ASSIGNED TASK:
Word for word, the data below must be repeated in full; no picture is to be included.

(LISTED ENTRIES Opens)

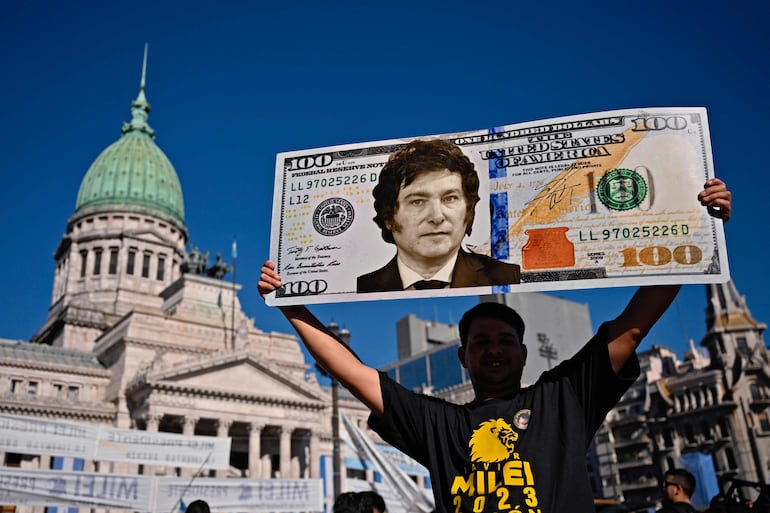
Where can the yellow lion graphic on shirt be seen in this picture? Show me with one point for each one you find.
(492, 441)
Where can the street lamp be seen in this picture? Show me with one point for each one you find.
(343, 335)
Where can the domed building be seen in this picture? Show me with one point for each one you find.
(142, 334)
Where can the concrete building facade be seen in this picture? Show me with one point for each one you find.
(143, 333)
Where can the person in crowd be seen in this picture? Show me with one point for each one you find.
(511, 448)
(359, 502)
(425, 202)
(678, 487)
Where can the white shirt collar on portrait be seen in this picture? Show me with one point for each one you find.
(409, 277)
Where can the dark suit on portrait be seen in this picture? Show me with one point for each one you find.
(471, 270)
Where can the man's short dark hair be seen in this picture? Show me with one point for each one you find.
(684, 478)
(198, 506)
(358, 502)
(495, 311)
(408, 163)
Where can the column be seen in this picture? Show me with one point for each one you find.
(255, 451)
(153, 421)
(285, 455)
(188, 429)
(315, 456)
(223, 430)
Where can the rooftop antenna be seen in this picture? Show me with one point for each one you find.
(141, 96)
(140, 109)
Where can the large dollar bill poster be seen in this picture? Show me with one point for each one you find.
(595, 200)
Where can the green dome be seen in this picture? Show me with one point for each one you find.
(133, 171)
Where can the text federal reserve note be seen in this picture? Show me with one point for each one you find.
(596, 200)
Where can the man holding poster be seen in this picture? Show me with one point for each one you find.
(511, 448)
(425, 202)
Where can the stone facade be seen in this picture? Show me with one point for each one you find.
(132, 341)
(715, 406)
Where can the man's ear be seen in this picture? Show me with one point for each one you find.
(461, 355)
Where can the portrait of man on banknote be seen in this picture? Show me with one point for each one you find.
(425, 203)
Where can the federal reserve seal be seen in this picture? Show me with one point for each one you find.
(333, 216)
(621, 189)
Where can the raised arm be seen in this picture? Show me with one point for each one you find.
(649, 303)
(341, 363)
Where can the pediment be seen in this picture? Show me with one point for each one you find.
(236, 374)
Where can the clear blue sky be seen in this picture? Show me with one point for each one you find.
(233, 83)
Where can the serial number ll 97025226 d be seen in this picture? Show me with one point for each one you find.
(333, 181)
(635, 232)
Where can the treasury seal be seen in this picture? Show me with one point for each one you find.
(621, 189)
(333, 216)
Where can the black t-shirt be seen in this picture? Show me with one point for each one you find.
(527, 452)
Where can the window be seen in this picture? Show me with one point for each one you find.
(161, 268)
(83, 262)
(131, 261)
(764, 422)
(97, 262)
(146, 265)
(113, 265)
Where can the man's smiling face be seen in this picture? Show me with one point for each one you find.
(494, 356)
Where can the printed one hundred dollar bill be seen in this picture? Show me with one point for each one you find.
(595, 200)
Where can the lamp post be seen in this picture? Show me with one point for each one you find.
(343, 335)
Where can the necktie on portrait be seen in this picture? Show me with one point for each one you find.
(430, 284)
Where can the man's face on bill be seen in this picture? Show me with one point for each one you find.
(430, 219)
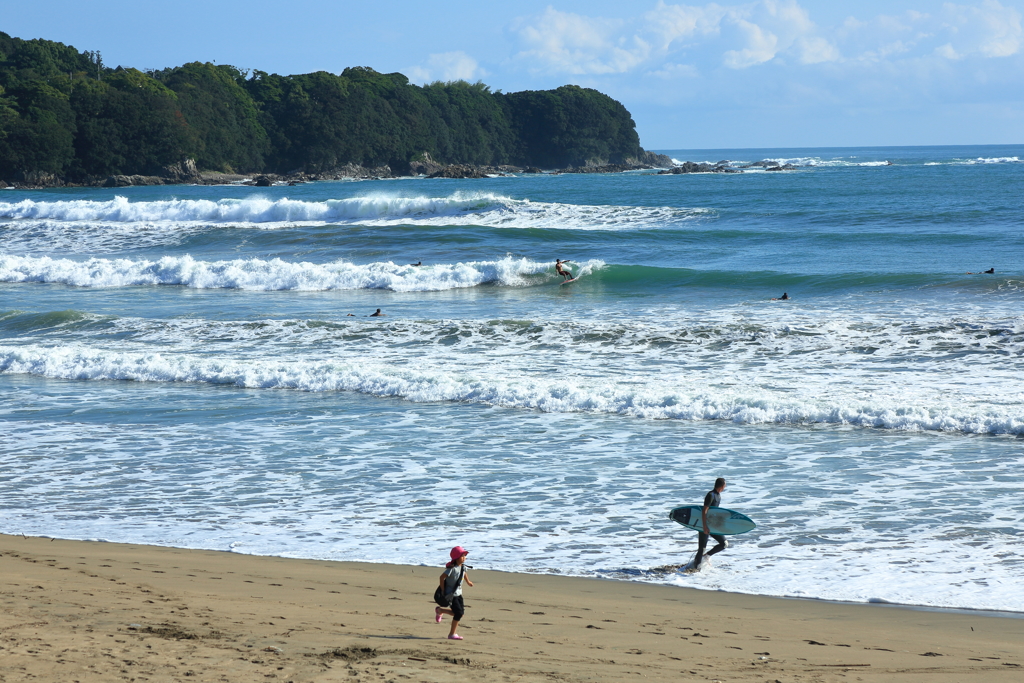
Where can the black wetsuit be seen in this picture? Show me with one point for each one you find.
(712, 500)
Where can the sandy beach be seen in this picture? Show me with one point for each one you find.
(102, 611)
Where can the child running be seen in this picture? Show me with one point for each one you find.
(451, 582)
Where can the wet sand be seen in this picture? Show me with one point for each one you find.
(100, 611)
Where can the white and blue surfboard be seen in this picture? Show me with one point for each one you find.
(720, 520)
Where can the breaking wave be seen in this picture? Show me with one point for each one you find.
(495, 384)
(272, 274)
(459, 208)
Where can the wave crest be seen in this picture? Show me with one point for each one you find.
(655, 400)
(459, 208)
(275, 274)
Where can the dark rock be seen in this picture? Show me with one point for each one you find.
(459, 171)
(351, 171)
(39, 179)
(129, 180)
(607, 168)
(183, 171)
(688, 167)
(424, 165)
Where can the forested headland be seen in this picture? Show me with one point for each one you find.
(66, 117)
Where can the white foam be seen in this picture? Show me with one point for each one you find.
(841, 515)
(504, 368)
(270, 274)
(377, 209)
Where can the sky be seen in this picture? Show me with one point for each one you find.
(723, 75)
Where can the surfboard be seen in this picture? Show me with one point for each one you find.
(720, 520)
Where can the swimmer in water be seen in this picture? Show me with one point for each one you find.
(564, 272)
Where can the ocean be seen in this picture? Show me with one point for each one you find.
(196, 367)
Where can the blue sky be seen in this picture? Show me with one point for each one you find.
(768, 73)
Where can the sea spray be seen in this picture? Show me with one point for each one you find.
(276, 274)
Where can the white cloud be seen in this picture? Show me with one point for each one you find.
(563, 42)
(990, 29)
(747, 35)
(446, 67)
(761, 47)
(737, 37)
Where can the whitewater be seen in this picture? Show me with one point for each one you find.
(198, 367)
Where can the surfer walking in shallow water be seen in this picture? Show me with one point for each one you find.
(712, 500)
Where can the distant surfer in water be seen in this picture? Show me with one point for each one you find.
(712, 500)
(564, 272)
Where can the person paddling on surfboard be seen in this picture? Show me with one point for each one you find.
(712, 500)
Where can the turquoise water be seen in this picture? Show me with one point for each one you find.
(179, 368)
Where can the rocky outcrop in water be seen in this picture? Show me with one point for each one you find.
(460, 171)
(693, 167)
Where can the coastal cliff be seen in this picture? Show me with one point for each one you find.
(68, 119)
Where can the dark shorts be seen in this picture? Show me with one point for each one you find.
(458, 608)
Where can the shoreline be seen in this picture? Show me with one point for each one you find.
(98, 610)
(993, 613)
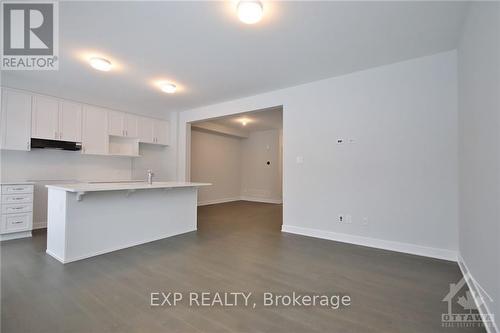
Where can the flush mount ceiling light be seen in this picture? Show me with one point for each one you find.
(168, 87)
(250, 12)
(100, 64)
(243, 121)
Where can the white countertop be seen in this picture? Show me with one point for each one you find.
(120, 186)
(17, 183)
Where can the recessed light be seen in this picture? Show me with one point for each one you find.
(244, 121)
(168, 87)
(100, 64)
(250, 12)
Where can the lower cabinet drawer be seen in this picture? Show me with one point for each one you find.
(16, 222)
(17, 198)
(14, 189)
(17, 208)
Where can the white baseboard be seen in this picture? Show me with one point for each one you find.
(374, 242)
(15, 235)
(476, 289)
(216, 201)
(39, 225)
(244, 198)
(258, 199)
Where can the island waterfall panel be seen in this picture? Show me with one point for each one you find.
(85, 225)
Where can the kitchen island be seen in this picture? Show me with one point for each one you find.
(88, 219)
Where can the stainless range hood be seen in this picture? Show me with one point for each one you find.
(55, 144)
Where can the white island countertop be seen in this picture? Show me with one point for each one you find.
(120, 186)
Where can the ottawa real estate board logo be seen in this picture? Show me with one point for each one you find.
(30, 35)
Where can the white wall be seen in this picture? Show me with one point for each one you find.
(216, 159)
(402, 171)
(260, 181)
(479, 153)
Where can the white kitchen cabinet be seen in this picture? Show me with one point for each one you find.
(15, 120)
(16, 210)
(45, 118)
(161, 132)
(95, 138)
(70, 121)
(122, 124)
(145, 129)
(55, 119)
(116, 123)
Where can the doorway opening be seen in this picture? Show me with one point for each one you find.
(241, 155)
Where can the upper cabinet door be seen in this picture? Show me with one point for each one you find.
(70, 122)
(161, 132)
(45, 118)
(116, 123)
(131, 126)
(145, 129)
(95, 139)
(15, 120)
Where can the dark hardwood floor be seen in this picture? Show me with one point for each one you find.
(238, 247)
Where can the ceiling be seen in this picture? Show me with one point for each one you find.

(LISTED ENTRIES Closes)

REPLY:
Where can the yellow lion graphic on shirt be seen in this picture? Show me with one point for each one you find.
(492, 441)
Where can the street lamp be seen in this picture? Show me with one point for each one you find.
(343, 335)
Where can the domed building be seen in this picture? Show me with one point for each one you find.
(142, 334)
Where can the concrete building facade be seen in this picture? Show me with one point for each one you find.
(143, 333)
Where can the person in crowd be seen in this picture? Show me with one point for each one you find.
(511, 448)
(359, 502)
(425, 202)
(678, 487)
Where can the white shirt collar on portrait be seen in this picture? Show me with one point for each one you find.
(409, 277)
Where can the dark suit on portrait be seen in this picture? Show me with one point for each one you find.
(471, 270)
Where can the man's short dark hair be seen in this picture? Show me with one point for each one you find.
(684, 478)
(198, 506)
(358, 502)
(495, 311)
(408, 163)
Where can the column be seen in this picture? Show me with one point for each one you find.
(255, 451)
(153, 421)
(285, 455)
(188, 429)
(315, 456)
(223, 430)
Where can the rooftop antenna be seen in this picture? Show me with one point for each one you find.
(141, 96)
(140, 109)
Where can the large dollar bill poster be seen in this picture? Show me with one point for each one you find.
(595, 200)
Where can the green dome be seen in this picture? Show me with one point for each one you find.
(133, 171)
Where can the text federal reserve note be seen in this picture? Show me with one point for each one you find.
(596, 200)
Where can the man holding poster be seen in this picture? Show me with one point for each one you find.
(511, 448)
(425, 202)
Where can the stone facade be seen in this picture? Show me with one point for each one you find.
(132, 341)
(715, 406)
Where can the man's ear be seen in this picture? Show me with one point for each one you find.
(461, 355)
Where can the portrait of man on banknote be seen in this picture? Show me with one point for each one you find.
(425, 203)
Where can the federal reserve seal be seen in this picture? Show me with one point for each one you find.
(333, 216)
(621, 189)
Where can the raised arm be seen in this picture? Show me with one point for each one you find.
(649, 303)
(341, 363)
Where can the pediment be seen in this picture? Show me with one point for each one you find.
(236, 374)
Where can the clear blue sky be seen in this picture? Show me with one point for each one you find.
(233, 83)
Where can the serial number ll 97025226 d be seen in this picture? Show me with one point for each one you find.
(333, 181)
(635, 232)
Where can the treasury seal be seen in this picture? Show me with one point for each one you find.
(621, 189)
(333, 216)
Where can the black t-shirt be seen in this picture? Show me with one point for each one you find.
(527, 452)
Where can the window be seen in this picture? Show me with one point for each one you find.
(161, 268)
(83, 262)
(131, 261)
(764, 422)
(97, 262)
(146, 265)
(113, 265)
Where can the man's smiling face be seen in this picture? Show me with one point for each one you find.
(494, 356)
Where can the printed one hundred dollar bill be seen in this picture? Show me with one point for each one you find.
(595, 200)
Where can the lamp post be seen in this picture? Show me with one point for each one you find.
(343, 335)
Where can the necktie on portrait be seen in this picture? Show me with one point for each one you find.
(430, 284)
Where can the man's face on bill be seen in this picture? Show me with one point for each one you find.
(430, 219)
Where can the black wetsuit be seen in this picture? Show me with one point for each one you find.
(712, 500)
Where can the sandy beach be seen in this picture? Show me with one point for each one you find.
(102, 611)
Where can the child running be seen in this picture? Show me with one point for each one you find.
(451, 582)
Where can the wet sand be seen in this picture? Show me with one point for each one you find.
(100, 611)
Where can the white and blue surfboard be seen in this picture? Show me with one point for each one you find.
(720, 520)
Where can the breaking wave be seen in this picture? Show me with one point for each one you find.
(495, 384)
(272, 274)
(459, 208)
Where can the wave crest be seen in this picture? Show me with one point for each one you find.
(655, 400)
(459, 208)
(275, 274)
Where can the dark rock be seen in this picture? Show me with one point for each one you find.
(459, 171)
(351, 171)
(39, 179)
(129, 180)
(607, 168)
(183, 171)
(688, 167)
(424, 165)
Where can the forested headland be seen in this picture? Show me with one point for each one you find.
(66, 117)
Where can the white foam be seen in this picture? Show me with one point for each one you find.
(841, 515)
(504, 368)
(270, 274)
(377, 209)
Where can the sky be seen in this picture? Show me with one point for each one you find.
(723, 75)
Where can the surfboard be seen in this picture? Show me with one point for each one you find.
(720, 520)
Where can the swimmer in water be seen in this picture? Show me with one point for each one you find.
(564, 272)
Where can the ocean be seen in this picture? Show me with one point for each one you find.
(196, 367)
Where can the blue sky be seen in this picture? Show me with one point for each one you find.
(768, 73)
Where can the sea spray be seen in this picture? Show me with one point for each one you find.
(276, 274)
Where can the white cloud be seen in this picture? Show me with one point for each one you find.
(563, 42)
(990, 29)
(747, 35)
(446, 67)
(761, 47)
(737, 37)
Where can the whitewater be seen in this picture? Show me with one point for each one you find.
(198, 367)
Where can the surfer walking in shallow water be seen in this picture? Show me with one point for each one you find.
(712, 500)
Where can the distant surfer in water be seen in this picture? Show me with one point for each one you find.
(712, 500)
(564, 272)
Where can the person paddling on surfboard be seen in this picture? Show me with one point for each one you find.
(712, 500)
Where can the turquoise water be seen in this picture? Show me with one point for each one you find.
(179, 368)
Where can the rocky outcrop in water be seen in this picture? Show me with one point for each one you find.
(460, 171)
(693, 167)
Where can the coastal cliff be seen in this picture? Show me with one point for each one you find.
(68, 119)
Where can the dark shorts be seen in this picture? Show me with one point for each one you find.
(458, 608)
Where can the shoreline be seen in this picture? Show me with one point for each one you find.
(98, 610)
(993, 613)
Where can the flush mount ceiling light be seen in this picture? Show me with one point for each one you find.
(168, 87)
(250, 12)
(100, 64)
(243, 121)
Where can the white countertop be seen in this picture? Show me with one point for each one you find.
(120, 186)
(17, 183)
Where can the recessed light be seen in this picture? Show me with one point for each one you find.
(244, 121)
(168, 87)
(100, 64)
(250, 12)
Where can the lower cabinet drawer be seen in this picture? Show me with one point for each one you find.
(16, 222)
(17, 198)
(14, 189)
(17, 208)
Where can the white baseboard be seen in this picture? Show me with one point for each one you find.
(374, 242)
(15, 235)
(476, 289)
(216, 201)
(39, 225)
(244, 198)
(258, 199)
Where can the island waterfall panel be seen in this picture? Show me with one point for each one you find.
(85, 225)
Where can the kitchen island be seen in this picture? Show me with one point for each one you find.
(88, 219)
Where can the stainless range hood be seen in this picture? Show me with one point for each one you find.
(55, 144)
Where can the white island countertop be seen in this picture? Show me with one point for each one you find.
(120, 186)
Where can the ottawa real estate board logo be seen in this picture? Show me with one point for each one you find.
(30, 35)
Where can the white wall be seen in this picture? Show me with one point for each one you find.
(216, 159)
(402, 171)
(260, 181)
(479, 153)
Where can the white kitchen cabinet be seen in this picture? Show me with one point for each one you find.
(15, 120)
(16, 210)
(45, 118)
(161, 132)
(95, 138)
(70, 121)
(122, 124)
(145, 129)
(55, 119)
(116, 123)
Where can the doorway opening be seen in this picture? Show me with one point for each one you find.
(241, 155)
Where can the upper cabinet door be seen in this picture? Show me with one point for each one you find.
(70, 122)
(161, 132)
(45, 118)
(116, 123)
(131, 126)
(145, 129)
(95, 139)
(15, 120)
Where can the dark hardwood floor be seen in this picture? Show me with one point for each one you find.
(238, 247)
Where can the ceiling be seen in this picture? Show me with one point for each one you find.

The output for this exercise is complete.